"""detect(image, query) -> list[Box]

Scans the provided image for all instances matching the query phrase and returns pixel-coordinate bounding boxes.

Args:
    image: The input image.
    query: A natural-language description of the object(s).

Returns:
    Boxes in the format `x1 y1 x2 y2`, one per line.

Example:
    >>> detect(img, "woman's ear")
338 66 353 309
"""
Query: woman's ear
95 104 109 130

▶ _Work to complete_
Repeat the listing. Keep every character the same.

▶ _Exercise output_
"""detect(image, query) -> list[Box]

Scans the provided image for all instances matching the query phrase and returns pixel-coordinate bounding boxes.

Args:
    image: The input image.
    query: A natural-language description of the object(s).

Returns:
    Boxes in the format `x1 y1 x2 y2`, one per line.

Example:
    >>> detect(img, "woman's ear")
338 66 353 309
"""
Query: woman's ear
95 104 109 130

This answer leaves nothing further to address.